**** Selection

# Python Data Structures

All programming languages have ways to store and recognize different types of data (numbers, text, etc.), along with the logical mechanisms that allow you to perform useful or interesting things on that data. Often times you'll need more complex ways to organize your program's data than having each item saved in a variable.

**Data structures** are schemes for how to organize your data in more efficient or effective ways. Python offers many different options, and the 'best' choice will highly depend on the task your program is performing. Taking the time to think through your options can not only make your job of coding the program easier, but also optimize it to run faster and/or use less memory.

********
**** Given material

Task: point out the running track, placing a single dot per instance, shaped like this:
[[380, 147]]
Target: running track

********

## Short problem
Pick up the text on Python data structures after its last sentence and carry it further. The data here can be set aside; it plays no part in what follows.

## Task response
Table of Contents:

- <a href="#list">Lists</a>
- <a href="#sets">Sets</a>
- <a href="#frozsets">Frozen Sets</a>
- <a href="#comprehensions">Comprehensions</a>
- <a href="#arrays">numpy Arrays</a>


## <a name="lists"></a>Lists

In Python, a `list` is a collection of items with the following properties:

- It's *mutable*: you can change it after you've created it
- It's *ordered*: each item's 'address' is its index (aka it's position) in the list (note, this does not mean it's *sorted*, that's a different concept)
- Usually the items are all the same type (homogenous list), but they don't have to be (heterogenous list)

A list is what's called a sequence in Python, which means it's automatically iterable and items can be accessed using integer indices. 

[Python documentation on lists](https://docs.python.org/3/library/stdtypes.html#list)

In [9]:
# Create a list with square brackets
l1 = [1, 2, 3, 4, 5]
print(l1)

# Create a list with the `list` type constructor and optionally another iterable
l_empty = list()
print(l_empty)

l_from_str = list('abc')
print(l_from_str)

[1, 2, 3, 4, 5]
[]
['a', 'b', 'c']


In [84]:
# Unlike arrays in other languages, can hold different data types
l_mixed = [42, True, 'Hello', None, 9.9, l_from_str]
print(f'Heterogenous list: {l_mixed}\n')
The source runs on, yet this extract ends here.